## Materials provided
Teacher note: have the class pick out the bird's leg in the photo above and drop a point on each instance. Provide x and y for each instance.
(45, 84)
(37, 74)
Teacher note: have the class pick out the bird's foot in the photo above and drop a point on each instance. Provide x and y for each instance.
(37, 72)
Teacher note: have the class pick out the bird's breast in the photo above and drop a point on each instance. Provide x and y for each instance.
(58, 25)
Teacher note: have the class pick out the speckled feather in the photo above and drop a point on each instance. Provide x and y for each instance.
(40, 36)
--
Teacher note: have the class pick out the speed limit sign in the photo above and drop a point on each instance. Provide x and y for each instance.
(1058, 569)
--
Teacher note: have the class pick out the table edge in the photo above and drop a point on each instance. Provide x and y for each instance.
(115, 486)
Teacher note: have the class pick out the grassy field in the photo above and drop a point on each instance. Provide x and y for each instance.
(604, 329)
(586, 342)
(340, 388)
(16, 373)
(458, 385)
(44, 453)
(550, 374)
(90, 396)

## Set exercise
Rewrite the listing from the line with "Teacher note: have the class pick out the speed" to the line with "(1058, 569)" as a two-column CSV whose columns are named instruction and response. Give one row per text and its answer, each in a single quoted field, with any line breaks replaced by spaces.

## The solution
instruction,response
"Teacher note: have the class pick out the speed limit sign in the photo above and drop a point on each instance. Provide x and y for each instance.","(1058, 569)"